REQUIRED WORK:
Rewrite the rows from the line that contains "Please spot the pit" through the line that contains "point(172, 347)", both ends included, changing "pit lane surface" to "pit lane asphalt" and leaving everything else unchanged.

--- START OF EXERCISE MATERIAL ---

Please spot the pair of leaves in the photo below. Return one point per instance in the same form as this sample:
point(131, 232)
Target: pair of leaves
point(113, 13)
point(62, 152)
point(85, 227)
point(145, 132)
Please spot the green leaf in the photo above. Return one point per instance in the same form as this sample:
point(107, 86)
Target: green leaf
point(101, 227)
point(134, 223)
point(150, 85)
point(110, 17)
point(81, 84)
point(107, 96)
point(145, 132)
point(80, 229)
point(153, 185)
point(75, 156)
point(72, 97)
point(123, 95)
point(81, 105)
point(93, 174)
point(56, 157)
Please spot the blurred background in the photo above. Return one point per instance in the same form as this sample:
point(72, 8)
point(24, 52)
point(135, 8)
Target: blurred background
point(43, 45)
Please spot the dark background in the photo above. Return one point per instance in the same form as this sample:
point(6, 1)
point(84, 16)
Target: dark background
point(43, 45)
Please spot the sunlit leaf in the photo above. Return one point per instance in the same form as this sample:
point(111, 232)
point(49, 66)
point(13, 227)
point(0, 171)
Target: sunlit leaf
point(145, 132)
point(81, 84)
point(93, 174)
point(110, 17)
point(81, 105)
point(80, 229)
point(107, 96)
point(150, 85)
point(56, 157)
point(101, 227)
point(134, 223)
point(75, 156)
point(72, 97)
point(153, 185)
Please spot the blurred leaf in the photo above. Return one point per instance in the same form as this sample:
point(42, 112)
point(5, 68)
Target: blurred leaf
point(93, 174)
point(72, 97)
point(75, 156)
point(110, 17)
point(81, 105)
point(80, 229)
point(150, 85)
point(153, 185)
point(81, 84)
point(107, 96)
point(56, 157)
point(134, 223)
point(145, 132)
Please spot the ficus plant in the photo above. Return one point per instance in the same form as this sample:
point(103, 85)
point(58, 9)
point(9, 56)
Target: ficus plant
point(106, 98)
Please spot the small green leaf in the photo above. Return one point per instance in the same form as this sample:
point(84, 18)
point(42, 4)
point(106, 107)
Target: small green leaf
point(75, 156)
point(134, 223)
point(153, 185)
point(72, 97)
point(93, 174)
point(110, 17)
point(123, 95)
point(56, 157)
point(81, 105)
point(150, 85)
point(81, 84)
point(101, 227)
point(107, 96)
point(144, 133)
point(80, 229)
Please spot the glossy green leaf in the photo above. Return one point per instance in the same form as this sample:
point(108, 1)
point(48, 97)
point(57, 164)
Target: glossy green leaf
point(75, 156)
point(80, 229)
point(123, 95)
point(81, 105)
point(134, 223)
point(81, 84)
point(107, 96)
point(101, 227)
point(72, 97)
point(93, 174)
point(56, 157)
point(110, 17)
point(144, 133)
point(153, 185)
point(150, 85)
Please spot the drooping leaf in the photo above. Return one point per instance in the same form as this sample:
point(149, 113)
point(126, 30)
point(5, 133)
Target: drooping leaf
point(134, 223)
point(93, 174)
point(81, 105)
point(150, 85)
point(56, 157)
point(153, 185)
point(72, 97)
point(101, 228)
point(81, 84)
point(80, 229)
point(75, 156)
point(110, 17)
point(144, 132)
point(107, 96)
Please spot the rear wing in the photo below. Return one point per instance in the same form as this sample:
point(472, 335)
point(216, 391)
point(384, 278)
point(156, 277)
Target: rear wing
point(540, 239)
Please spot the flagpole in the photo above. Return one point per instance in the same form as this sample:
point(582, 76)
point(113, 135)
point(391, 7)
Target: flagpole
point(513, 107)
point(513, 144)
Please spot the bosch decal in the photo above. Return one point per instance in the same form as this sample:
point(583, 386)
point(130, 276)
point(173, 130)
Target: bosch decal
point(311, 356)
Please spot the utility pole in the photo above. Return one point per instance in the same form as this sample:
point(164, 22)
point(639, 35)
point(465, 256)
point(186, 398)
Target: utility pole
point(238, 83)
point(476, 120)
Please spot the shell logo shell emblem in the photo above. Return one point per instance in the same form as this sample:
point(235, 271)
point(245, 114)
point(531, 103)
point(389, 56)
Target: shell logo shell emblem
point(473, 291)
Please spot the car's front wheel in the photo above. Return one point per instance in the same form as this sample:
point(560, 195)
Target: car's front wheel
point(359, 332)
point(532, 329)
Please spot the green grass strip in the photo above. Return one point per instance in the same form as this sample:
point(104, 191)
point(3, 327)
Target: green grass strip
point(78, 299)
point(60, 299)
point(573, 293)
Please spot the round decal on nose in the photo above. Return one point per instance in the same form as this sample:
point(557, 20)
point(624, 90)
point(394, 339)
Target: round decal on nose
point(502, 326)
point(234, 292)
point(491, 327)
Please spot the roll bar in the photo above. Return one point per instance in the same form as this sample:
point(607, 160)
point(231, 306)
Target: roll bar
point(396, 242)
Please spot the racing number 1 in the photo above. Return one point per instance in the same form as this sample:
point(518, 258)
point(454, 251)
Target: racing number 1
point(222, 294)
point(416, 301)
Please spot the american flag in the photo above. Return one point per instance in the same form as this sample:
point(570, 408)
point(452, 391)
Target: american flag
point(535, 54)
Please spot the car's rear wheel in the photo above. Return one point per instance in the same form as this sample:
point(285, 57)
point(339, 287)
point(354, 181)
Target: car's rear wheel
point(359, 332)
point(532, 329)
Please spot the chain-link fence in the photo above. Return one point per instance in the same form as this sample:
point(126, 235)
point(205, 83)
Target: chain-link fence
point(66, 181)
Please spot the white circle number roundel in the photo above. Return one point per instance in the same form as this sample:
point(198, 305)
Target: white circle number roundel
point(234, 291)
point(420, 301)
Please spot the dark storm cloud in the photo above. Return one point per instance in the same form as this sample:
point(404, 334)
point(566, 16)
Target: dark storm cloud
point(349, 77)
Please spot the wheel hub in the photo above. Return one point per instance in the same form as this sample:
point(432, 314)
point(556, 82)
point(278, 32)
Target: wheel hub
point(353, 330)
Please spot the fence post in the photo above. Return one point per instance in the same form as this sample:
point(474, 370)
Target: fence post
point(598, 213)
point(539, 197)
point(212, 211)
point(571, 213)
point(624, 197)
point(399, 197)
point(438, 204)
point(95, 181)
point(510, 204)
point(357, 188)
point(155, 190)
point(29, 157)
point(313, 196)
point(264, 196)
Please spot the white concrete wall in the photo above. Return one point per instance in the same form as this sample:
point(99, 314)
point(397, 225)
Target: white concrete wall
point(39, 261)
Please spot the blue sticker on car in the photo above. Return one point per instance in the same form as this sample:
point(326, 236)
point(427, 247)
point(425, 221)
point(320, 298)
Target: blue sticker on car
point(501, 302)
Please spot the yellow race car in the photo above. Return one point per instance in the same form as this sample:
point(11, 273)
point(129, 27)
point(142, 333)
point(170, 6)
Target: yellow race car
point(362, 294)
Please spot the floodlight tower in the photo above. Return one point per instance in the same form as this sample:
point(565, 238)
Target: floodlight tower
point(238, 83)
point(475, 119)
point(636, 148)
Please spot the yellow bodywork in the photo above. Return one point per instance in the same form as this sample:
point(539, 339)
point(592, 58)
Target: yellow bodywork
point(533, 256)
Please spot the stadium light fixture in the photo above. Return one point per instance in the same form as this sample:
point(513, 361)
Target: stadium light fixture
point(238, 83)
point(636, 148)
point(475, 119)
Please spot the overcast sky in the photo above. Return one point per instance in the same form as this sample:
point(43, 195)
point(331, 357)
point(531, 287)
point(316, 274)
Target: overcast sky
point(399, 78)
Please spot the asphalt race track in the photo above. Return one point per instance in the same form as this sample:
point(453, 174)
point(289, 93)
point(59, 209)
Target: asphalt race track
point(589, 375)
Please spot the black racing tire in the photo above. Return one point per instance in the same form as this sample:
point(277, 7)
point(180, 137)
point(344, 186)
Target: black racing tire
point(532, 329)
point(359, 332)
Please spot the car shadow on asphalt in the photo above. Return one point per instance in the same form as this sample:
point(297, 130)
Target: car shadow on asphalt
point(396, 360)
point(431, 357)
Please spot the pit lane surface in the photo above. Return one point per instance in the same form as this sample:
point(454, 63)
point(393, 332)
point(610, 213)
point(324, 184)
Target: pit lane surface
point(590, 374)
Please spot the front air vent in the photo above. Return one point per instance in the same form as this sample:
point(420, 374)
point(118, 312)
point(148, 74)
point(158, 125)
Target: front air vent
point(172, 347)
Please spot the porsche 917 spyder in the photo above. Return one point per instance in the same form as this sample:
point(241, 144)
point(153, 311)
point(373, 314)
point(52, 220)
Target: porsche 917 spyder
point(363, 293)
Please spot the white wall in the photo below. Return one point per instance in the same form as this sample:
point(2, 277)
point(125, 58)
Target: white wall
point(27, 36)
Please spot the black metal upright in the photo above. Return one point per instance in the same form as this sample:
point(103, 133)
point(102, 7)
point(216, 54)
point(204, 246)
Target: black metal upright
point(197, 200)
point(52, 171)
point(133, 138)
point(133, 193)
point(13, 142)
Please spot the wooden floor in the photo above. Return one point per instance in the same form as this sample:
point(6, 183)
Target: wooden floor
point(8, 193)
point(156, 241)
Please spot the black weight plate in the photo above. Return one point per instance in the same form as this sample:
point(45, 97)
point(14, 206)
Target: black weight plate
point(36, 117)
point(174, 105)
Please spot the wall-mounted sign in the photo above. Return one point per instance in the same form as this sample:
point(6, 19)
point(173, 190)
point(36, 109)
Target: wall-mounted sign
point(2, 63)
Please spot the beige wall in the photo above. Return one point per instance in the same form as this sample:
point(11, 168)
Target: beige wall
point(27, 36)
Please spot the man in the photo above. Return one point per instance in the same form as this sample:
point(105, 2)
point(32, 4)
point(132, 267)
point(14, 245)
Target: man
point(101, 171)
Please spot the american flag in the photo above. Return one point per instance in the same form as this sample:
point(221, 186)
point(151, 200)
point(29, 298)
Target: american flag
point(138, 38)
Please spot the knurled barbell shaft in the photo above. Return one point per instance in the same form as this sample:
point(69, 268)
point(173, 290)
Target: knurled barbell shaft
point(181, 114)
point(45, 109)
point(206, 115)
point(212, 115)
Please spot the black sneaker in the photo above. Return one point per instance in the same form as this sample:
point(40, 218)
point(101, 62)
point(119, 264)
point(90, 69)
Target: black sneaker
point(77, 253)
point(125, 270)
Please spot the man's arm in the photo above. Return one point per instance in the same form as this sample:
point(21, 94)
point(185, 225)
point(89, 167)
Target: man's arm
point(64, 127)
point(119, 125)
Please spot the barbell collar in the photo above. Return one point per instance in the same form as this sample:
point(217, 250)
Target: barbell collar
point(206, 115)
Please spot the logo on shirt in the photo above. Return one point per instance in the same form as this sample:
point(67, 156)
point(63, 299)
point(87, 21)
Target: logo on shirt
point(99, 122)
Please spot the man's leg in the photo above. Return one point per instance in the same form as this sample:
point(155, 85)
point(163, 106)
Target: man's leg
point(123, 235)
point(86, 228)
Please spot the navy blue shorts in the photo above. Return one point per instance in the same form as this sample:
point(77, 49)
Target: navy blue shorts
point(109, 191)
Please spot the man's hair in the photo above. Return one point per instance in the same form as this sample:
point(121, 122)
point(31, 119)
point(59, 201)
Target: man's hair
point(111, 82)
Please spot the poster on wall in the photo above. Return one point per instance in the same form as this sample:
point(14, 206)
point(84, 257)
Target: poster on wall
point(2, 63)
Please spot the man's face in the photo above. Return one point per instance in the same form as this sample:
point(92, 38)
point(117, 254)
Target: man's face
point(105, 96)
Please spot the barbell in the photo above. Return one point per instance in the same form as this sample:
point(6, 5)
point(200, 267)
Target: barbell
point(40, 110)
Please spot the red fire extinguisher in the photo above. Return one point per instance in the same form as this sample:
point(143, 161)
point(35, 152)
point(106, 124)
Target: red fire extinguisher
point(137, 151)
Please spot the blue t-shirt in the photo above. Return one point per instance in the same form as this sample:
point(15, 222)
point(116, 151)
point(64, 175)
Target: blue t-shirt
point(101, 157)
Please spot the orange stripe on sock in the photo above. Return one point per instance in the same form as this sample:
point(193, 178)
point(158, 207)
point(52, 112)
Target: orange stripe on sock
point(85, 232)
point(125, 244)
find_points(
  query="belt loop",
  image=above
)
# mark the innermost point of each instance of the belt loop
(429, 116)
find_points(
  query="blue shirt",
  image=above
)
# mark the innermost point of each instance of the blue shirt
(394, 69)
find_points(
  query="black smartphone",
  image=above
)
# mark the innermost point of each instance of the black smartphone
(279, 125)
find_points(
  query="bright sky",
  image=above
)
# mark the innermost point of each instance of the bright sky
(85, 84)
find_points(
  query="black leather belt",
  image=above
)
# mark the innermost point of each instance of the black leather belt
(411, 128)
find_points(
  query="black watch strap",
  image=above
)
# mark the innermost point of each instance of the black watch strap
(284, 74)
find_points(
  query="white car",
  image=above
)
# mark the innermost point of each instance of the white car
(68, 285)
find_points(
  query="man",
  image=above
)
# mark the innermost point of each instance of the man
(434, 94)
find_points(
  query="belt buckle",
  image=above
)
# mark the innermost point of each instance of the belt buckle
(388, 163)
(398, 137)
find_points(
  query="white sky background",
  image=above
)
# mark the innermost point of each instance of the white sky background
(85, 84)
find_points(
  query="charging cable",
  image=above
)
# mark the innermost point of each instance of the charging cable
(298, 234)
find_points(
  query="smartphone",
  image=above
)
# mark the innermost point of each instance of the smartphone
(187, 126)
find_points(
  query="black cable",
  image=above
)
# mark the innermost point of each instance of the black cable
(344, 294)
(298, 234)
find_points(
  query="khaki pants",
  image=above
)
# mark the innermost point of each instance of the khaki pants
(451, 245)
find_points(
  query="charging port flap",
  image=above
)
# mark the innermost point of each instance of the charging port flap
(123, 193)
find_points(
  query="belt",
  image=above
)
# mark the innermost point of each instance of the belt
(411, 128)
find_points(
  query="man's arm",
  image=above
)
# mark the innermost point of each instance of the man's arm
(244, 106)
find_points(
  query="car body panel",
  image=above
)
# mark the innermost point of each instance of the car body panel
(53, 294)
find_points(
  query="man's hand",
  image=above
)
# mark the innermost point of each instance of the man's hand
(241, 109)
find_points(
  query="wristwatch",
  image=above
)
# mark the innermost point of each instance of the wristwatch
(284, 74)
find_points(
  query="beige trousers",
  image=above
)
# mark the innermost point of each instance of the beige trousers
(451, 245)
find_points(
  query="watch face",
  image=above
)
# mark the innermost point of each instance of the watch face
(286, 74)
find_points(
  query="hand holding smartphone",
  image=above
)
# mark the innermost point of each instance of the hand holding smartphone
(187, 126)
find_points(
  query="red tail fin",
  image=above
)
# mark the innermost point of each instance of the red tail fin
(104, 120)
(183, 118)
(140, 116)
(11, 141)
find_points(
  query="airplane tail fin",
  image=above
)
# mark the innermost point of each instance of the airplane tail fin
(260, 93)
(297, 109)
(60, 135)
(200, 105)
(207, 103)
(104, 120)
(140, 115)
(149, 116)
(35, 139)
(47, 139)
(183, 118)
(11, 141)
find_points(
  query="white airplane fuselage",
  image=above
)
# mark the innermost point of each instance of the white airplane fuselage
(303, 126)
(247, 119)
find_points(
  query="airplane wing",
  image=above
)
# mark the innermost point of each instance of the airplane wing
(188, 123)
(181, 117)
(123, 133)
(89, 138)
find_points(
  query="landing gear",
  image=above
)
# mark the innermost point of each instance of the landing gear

--- END OF EXERCISE MATERIAL ---

EXERCISE SOLUTION:
Please spot the pit lane asphalt in the photo above. Return one point per instance in the same form as this sample:
point(454, 63)
point(393, 332)
point(610, 213)
point(324, 184)
Target: pit lane asphalt
point(590, 374)
Please spot the front air vent in the photo above. Return one point per instance in the same form as this sample:
point(420, 374)
point(118, 312)
point(148, 74)
point(158, 125)
Target: front air vent
point(172, 347)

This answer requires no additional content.